» **TASK TO CARRY OUT**:
Reproduce every line of the rows below, requests included, but increase each number in the answer coordinates by 80 and leave the requests and their [x,y] format samples unchanged. Omit the pictures from your answer.

-- DATA FOR THIS TASK start --

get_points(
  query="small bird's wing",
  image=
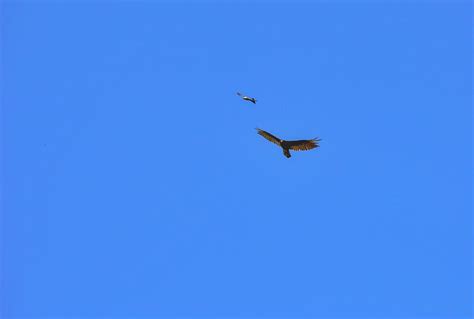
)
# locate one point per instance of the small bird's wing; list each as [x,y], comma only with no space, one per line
[269,137]
[303,145]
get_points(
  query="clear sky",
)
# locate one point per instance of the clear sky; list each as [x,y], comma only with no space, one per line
[135,185]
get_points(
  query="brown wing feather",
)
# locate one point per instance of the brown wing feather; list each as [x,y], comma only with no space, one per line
[303,145]
[269,136]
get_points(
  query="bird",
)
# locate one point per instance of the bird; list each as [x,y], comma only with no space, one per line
[247,98]
[299,145]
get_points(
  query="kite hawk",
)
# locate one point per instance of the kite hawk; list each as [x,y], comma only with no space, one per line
[300,145]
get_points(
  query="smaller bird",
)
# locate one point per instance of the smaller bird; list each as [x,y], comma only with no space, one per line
[247,98]
[299,145]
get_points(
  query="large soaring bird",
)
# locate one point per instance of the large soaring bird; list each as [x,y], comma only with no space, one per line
[247,98]
[300,145]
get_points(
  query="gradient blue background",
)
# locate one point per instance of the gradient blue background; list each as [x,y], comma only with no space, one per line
[134,183]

-- DATA FOR THIS TASK end --

» **SOLUTION**:
get_points(
  query="small bird's wing",
  image=
)
# locate one point per instance of the small bird's wing; list each as [x,y], comma only with no space, one per line
[349,217]
[383,225]
get_points(
  query="clear sky",
)
# locate one point per instance of the clear sky; list each as [x,y], comma only with no space, one per line
[215,265]
get_points(
  query="brown wing feather",
)
# locate one point per instance of the brown wing feather; list each as [x,y], comma only with no space, one per line
[383,225]
[349,216]
get_points(
  query="bird",
)
# locate one point per instance of the bird; list each as [x,y], comma only with no space, one per line
[327,178]
[379,225]
get_points(
  query="kite hawk",
)
# locate one point per instance of the kite hawk; list each as [x,y], comma only with no space, one per line
[380,225]
get_points(
  query="smaller bird",
)
# locate one point per instance of the smaller bird; list each as [x,y], comma only with no space, one per line
[327,178]
[379,225]
get_points(
  query="large soaring bird",
)
# locate one point per instance of the large soaring bird; list each as [x,y], comma only with no space, one per line
[327,178]
[380,225]
get_points(
  query="gradient blue background",
)
# locate one point per instance of the gradient blue background; list each as [x,y], comma only with no space, one per line
[214,263]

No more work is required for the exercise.